* **Directions for this task**:
Please continue the Obsidian review below, starting right after its last line.

* **Source extract**:

Plugin ecosystem. Community plugins cover almost every workflow I have ever needed. Dataview turns Markdown notes into a query-able database. Templater automates routine note creation. Tasks turns Obsidian into a competent task manager. Longform handles book-length writing. Excalidraw adds hand-drawn diagramming. The breadth is unmatched in any notes app I have used.

Backlinks and graph. Obsidian's backlink implementation is first-class. Every time you write [[note-name]] in a note, Obsidian indexes a bidirectional link. The graph view — a force-directed graph of your entire vault — is occasionally useful and always beautiful.

Performance. Obsidian opens in under a second, renders instantly, and handles 5,000-note vaults without slowing down. Notion and Roam cannot claim this.

Pricing. Free for personal use. Sync is $4/month. Publish is $8/month. The core app has been free since launch. The business model is honest.

Where Obsidian falls short

Onboarding. The first month of Obsidian is a real learning curve. The default install is a blank vault; you have to pick a folder structure, decide on tags vs. folders, install plugins, configure hotkeys. I estimate twelve to twenty hours of setup before Obsidian becomes second-nature. Many potential users bounce off during this period.

Mobile. The iOS and Android apps are capable but not delightful. Editing is fine; syncing is fine; but the mobile experience feels like a companion, not a first-class client. For users who draft on mobile, Bear or Apple Notes is often a better fit.

Plugin maintenance. Community plugins are as good as their maintainers. Some are gold-standard and updated weekly. Some are abandoned. A vault heavily dependent on an unmaintained plugin is a fragile vault. Obsidian's "core plugin" layer helps but doesn't cover everything.

Collaboration. Obsidian does not do real-time collaboration. For shared notes, Obsidian Publish lets you publish a subset of your vault; for real collaboration, you use something else. This is a real gap for teams.

Who should use Obsidian

  • Writers and researchers with multi-year content pipelines
  • PKM users who want backlinks and local storage
  • Users who have been burned by a previous notes app's pricing or shutdown
  • Developers comfortable configuring their own tools
  • Anyone willing to invest the onboarding time

Who should not use Obsidian

  • Users who want something to work out of the box
  • Teams needing real-time collaboration
  • Users whose primary device is a phone
  • Users whose actual need is "a place to write down phone numbers"

* **Source information**:
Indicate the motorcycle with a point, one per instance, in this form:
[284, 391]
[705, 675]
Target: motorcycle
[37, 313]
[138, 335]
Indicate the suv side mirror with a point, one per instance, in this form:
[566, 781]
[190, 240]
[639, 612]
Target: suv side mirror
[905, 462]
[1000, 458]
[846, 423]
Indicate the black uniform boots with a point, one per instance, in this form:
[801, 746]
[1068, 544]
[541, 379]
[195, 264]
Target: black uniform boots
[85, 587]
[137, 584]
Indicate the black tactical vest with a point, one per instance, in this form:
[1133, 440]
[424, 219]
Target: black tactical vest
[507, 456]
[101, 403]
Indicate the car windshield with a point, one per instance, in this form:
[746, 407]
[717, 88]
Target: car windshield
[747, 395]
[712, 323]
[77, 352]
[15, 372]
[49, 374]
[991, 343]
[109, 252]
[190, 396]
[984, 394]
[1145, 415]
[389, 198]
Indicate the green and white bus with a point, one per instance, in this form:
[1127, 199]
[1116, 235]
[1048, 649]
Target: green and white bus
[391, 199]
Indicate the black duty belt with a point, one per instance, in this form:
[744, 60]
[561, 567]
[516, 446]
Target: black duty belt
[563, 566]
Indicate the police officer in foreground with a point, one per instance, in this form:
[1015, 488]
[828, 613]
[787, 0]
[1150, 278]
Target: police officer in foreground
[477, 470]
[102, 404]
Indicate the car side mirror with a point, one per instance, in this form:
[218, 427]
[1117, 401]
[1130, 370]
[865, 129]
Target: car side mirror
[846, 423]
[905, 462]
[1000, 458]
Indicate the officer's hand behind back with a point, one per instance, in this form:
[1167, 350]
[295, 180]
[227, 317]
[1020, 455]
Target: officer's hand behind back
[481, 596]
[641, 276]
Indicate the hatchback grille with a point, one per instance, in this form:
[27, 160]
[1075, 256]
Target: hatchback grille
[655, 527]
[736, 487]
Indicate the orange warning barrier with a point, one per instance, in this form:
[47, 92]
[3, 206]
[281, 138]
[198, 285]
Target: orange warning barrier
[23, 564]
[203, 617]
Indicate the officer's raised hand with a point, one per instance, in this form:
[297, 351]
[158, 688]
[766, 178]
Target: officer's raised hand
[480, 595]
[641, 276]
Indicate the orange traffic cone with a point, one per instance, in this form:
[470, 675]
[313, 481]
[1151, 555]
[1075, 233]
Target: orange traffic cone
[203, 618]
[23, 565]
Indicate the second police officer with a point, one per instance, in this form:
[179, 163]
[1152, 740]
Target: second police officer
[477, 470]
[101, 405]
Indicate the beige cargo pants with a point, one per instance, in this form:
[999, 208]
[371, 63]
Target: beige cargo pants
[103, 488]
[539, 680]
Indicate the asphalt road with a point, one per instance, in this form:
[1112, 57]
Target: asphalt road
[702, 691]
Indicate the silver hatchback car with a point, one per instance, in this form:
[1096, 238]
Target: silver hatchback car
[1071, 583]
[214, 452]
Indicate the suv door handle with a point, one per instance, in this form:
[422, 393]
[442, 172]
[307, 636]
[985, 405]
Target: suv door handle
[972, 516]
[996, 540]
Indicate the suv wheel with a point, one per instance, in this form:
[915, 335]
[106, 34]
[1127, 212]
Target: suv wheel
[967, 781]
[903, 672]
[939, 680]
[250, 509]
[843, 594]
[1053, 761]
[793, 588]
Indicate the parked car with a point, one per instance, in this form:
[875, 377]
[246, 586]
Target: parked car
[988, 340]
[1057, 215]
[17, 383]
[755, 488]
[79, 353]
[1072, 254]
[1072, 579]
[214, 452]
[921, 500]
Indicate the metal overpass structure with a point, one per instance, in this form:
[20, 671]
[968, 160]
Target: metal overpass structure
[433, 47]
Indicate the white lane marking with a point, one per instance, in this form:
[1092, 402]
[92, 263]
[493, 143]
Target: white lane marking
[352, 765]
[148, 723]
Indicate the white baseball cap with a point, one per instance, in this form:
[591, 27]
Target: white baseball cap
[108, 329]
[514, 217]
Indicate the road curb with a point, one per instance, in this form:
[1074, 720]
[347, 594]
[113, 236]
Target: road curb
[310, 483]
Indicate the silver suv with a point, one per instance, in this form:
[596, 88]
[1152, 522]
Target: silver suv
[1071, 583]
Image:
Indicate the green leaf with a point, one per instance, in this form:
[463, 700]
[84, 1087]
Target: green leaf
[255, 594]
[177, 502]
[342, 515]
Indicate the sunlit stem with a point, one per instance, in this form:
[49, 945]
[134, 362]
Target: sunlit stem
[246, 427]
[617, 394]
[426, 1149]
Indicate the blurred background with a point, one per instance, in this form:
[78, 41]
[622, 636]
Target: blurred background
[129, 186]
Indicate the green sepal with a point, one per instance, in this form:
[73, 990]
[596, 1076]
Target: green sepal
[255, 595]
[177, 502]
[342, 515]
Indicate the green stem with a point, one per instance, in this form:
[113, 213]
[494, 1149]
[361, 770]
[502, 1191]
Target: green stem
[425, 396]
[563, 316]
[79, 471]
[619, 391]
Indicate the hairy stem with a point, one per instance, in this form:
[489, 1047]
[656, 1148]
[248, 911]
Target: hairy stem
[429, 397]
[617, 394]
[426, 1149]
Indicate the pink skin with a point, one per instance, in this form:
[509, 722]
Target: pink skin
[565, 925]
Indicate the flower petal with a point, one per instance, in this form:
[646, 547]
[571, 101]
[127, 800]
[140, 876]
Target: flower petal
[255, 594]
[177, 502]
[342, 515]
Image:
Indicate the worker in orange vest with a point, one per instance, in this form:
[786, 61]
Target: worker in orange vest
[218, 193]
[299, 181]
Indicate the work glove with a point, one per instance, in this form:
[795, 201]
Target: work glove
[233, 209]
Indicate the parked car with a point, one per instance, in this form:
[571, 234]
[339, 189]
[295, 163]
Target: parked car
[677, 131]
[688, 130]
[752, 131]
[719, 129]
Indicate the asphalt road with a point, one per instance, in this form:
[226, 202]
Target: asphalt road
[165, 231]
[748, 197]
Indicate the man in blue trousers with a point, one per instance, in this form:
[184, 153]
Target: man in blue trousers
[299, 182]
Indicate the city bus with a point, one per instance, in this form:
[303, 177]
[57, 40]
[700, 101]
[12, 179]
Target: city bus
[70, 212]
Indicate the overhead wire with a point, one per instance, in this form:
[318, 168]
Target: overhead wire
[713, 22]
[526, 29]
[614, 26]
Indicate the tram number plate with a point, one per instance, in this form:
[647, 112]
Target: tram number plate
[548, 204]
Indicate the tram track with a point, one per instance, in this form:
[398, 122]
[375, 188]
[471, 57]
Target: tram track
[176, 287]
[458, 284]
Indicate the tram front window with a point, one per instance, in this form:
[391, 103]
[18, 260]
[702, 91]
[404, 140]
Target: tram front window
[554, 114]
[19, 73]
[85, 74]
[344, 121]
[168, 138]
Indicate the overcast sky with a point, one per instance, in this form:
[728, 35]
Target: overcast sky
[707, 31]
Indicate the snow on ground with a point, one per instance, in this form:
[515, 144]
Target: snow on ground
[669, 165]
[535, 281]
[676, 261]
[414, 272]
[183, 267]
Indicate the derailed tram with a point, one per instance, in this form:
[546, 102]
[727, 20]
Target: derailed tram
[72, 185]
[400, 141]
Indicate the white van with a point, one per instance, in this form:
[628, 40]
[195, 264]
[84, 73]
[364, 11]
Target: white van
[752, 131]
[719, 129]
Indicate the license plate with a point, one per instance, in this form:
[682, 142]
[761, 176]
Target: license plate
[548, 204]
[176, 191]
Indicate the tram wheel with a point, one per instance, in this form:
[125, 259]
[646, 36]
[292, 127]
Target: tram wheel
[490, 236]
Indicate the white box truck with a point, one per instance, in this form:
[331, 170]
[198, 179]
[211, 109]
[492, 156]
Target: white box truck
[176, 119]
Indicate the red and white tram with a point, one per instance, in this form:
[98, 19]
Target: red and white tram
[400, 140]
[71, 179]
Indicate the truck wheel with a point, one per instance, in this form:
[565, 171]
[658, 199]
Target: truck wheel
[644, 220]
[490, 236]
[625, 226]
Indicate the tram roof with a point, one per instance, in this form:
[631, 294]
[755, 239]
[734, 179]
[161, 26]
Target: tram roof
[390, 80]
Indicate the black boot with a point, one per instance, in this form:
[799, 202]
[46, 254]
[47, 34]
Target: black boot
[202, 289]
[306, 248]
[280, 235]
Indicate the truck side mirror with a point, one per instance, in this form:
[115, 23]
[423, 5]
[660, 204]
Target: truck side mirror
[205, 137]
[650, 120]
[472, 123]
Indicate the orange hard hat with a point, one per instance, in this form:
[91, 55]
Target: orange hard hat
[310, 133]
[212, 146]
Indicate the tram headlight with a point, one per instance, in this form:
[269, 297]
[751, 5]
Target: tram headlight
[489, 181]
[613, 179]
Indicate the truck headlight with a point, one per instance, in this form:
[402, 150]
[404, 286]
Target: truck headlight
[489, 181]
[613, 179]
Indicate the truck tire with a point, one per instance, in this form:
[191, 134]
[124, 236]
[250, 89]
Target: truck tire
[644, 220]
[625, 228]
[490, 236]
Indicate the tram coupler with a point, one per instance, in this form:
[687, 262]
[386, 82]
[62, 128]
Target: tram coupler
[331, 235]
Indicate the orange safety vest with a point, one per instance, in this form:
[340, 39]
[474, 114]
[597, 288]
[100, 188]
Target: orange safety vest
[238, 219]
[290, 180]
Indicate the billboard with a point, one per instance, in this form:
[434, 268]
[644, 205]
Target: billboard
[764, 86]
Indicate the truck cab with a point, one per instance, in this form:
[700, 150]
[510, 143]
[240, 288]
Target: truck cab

* **Task response**:
Pricing

Free for personal use, forever. Commercial use license is $50/year for businesses (the honor system applies for edge cases). Obsidian Sync is $4/month for end-to-end encrypted sync across devices. Obsidian Publish is $8/month for publishing a subset of your vault as a public site. Everything else — every community plugin, the full desktop app, the mobile app — is free.

Bottom line

Obsidian is the correct long-term choice for any user who takes their knowledge management seriously. The onboarding is a real hurdle. The payoff compounds. Three years in, you do not miss anything about the commercial alternatives.

Frequently asked

Is Obsidian really free? +
Yes. The core app is free forever for personal use. Obsidian Sync ($4/mo) and Obsidian Publish ($8/mo) are optional add-ons. Every community plugin is free.
Is Obsidian hard to learn? +
Yes, relative to alternatives. Expect twelve to twenty hours of setup before it feels second-nature. The payoff is a tool you own, configured the way you want, that does not change under you.
Is Obsidian good for writing? +
Yes, with the Longform plugin for book-length projects. The writing environment is plainer than iA Writer's but more extensible. Many writers use Obsidian for both their notes and their drafts.
Obsidian on mobile — any good? +
Capable but not delightful. The mobile apps work, sync cleanly, and handle editing fine, but they feel like companions to the desktop app. Users who draft primarily on mobile should consider Bear or Apple Notes instead.
Does Obsidian have AI features? +
Not built in. Community plugins integrate with OpenAI, Claude, and local models for users who want AI in their vault. The core team has deliberately not built AI features into the app itself, which has kept performance fast and the product simple.